■ **What to work on**: Once the images are removed, repeat all of the entries exactly.

■ **Given data**:

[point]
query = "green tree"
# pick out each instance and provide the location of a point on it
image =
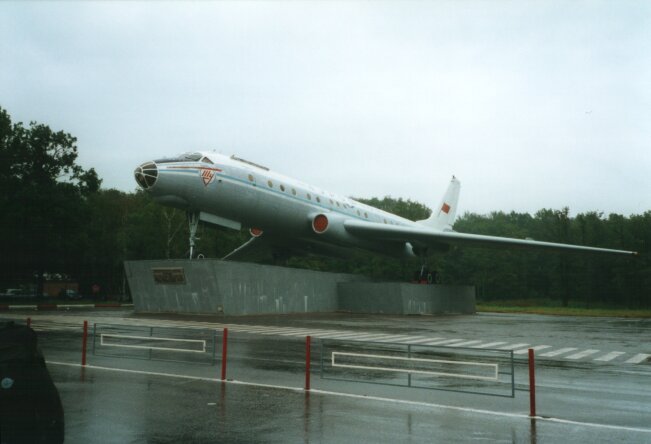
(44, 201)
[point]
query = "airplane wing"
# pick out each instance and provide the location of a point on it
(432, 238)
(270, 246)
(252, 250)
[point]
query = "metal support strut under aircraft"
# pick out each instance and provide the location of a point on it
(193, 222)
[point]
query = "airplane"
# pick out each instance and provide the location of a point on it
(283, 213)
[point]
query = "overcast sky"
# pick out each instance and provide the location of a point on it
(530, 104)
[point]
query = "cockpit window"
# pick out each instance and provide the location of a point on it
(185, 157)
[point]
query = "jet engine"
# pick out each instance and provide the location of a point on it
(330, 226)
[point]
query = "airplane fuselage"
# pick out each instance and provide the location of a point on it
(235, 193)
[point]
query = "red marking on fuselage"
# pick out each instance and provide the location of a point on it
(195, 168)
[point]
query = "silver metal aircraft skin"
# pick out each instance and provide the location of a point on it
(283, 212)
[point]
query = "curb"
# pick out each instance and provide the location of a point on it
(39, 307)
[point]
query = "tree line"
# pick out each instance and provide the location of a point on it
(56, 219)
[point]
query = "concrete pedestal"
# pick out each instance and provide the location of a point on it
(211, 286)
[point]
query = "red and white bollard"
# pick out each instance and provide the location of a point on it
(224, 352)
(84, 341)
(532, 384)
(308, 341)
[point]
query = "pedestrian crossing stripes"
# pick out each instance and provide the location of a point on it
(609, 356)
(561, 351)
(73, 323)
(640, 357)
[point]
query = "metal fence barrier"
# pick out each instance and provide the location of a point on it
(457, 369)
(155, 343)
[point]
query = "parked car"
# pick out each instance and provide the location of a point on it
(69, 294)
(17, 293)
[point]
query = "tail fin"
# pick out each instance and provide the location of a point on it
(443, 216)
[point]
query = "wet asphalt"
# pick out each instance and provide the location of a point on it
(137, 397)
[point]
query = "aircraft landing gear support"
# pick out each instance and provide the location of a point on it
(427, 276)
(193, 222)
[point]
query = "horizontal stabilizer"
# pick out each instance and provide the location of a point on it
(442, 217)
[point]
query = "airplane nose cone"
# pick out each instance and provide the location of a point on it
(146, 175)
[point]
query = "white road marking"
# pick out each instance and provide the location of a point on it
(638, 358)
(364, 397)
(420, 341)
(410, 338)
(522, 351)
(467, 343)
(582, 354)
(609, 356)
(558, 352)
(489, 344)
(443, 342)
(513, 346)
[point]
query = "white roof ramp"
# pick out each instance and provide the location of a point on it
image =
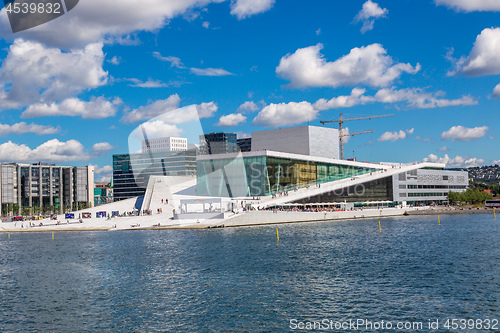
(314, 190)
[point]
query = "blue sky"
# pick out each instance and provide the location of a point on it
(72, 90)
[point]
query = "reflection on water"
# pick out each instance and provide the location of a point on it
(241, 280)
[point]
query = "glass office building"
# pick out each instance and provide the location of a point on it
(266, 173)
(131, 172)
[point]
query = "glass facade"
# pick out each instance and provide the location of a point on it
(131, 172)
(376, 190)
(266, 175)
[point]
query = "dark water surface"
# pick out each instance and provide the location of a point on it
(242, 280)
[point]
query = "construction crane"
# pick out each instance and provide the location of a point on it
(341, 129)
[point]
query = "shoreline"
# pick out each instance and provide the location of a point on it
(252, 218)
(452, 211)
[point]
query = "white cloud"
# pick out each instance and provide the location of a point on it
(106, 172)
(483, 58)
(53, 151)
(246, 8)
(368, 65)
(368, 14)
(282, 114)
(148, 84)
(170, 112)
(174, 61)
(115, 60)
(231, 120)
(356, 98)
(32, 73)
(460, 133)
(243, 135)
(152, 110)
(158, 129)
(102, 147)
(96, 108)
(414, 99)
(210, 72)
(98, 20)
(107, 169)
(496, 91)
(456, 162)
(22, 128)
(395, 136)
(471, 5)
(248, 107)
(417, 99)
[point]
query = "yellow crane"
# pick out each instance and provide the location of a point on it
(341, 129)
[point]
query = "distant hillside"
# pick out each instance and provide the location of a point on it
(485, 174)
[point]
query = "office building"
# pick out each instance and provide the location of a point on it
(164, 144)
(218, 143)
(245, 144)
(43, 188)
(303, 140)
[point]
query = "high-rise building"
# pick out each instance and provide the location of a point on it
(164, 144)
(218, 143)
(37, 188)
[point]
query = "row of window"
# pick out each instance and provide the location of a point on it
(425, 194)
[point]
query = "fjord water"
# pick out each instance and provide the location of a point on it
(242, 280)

■ **Solved problem**:
[point]
query = "green tree"
# pick out each instance and provide the location of a point on it
image =
(44, 201)
[point]
query = "airplane wing"
# pick out each instance and provide the location of a point on it
(432, 238)
(270, 246)
(252, 250)
[point]
query = "metal support strut under aircraft"
# pick out each instance and provide the location of a point on it
(193, 222)
[point]
query = "airplane"
# pick out each instance and provide the location of a point on it
(283, 213)
[point]
query = "overcast sky"
# pick out each instance and provide the location of a point on it
(530, 104)
[point]
query = "cockpit window"
# pick out each instance and provide the location of a point on it
(185, 157)
[point]
query = "jet engine"
# pick out each instance and provide the location of a point on it
(330, 226)
[point]
query = "airplane fuselage"
# pick out each instance and provide the location of a point on it
(235, 193)
[point]
query = "red marking on fuselage"
# pick out each instance and provide the location of a point on it
(195, 168)
[point]
query = "silver metal aircraft skin"
# pick out each instance and provide the location of a point on it
(283, 212)
[point]
query = "curb"
# pick out each instance and provide the location of a point on it
(39, 307)
[point]
query = "tree line"
# pick out each instance and provide the location of a point on it
(56, 219)
[point]
query = "concrete pedestal"
# pick out each instance and provide the location of a point on it
(211, 286)
[point]
query = "red and white bollard"
# pick out each instance and provide the location of a point on it
(224, 352)
(84, 341)
(532, 384)
(308, 341)
[point]
query = "pedestrian crossing stripes"
# pick out each instance and provide the location of a point on it
(609, 356)
(561, 351)
(73, 323)
(640, 357)
[point]
query = "metal fence barrier"
# pick out each instance and provide the location of a point on it
(457, 369)
(155, 343)
[point]
query = "parked car"
# pick out each instance and provide the location of a point on it
(69, 294)
(17, 293)
[point]
query = "tail fin"
# pick out each instance and provide the location of a point on it
(443, 216)
[point]
query = "wet asphalt"
# pick out each instance and provide the location of a point on it
(137, 397)
[point]
query = "aircraft landing gear support"
# pick out each instance and provide the location of a point on it
(427, 276)
(193, 222)
[point]
query = "horizontal stabilizer"
# pick out each instance and provide the location of a point on it
(442, 217)
[point]
query = "airplane nose cone"
# pick out each instance and provide the location of a point on it
(146, 175)
[point]
query = "white road marking"
# pick out each instance and provide the location of a point on it
(638, 358)
(364, 397)
(420, 341)
(410, 338)
(522, 351)
(467, 343)
(582, 354)
(609, 356)
(558, 352)
(489, 344)
(443, 342)
(513, 346)
[point]
query = "white roof ramp"
# pick out each instance and provide the location of a point on it
image =
(314, 190)
[point]
query = "blue sky"
# pick out each instance and provide the location of a point on it
(72, 90)
[point]
query = "reflection on water"
# pick out each instance and provide the location of a point on it
(241, 280)
[point]
query = "glass office building"
# pick out each instance and provide the location of a point on it
(266, 173)
(131, 172)
[point]
query = "glass facade"
# pick out each instance and provide the location of a point on it
(131, 172)
(376, 190)
(266, 175)
[point]
query = "dark water surface"
# pick out each instance and provide the location of a point on it
(242, 280)
[point]
query = "construction crane"
# pick out each instance and provide the location of a point on it
(341, 129)
[point]
query = "shoreline"
# pick out each instance and provide the location of a point on it
(252, 218)
(452, 211)
[point]
query = "white cloud"
# pick out each instance and provide the location of a point on it
(106, 172)
(483, 58)
(53, 151)
(246, 8)
(368, 65)
(368, 14)
(282, 114)
(148, 84)
(170, 112)
(174, 61)
(115, 60)
(231, 120)
(356, 98)
(32, 73)
(460, 133)
(243, 135)
(152, 110)
(158, 129)
(102, 147)
(96, 108)
(414, 99)
(210, 72)
(98, 20)
(107, 169)
(496, 91)
(456, 162)
(22, 128)
(395, 136)
(471, 5)
(248, 107)
(417, 99)
[point]
query = "yellow crane"
# pick out each instance and provide the location of a point on it
(341, 129)
[point]
query = "distant hillside"
# pick out each instance and provide the location of a point on it
(485, 174)
[point]
query = "office building"
# pick out each instance and provide the location of a point on it
(164, 144)
(218, 143)
(245, 144)
(43, 188)
(303, 140)
[point]
query = "high-rise building"
# pick out each instance and provide the location of a point on it
(164, 144)
(218, 143)
(37, 188)
[point]
query = "row of window"
# pick out each instance and provide the location of a point on it
(425, 194)
[point]
query = "fjord water"
# pick out each instance and provide the location of a point on it
(242, 280)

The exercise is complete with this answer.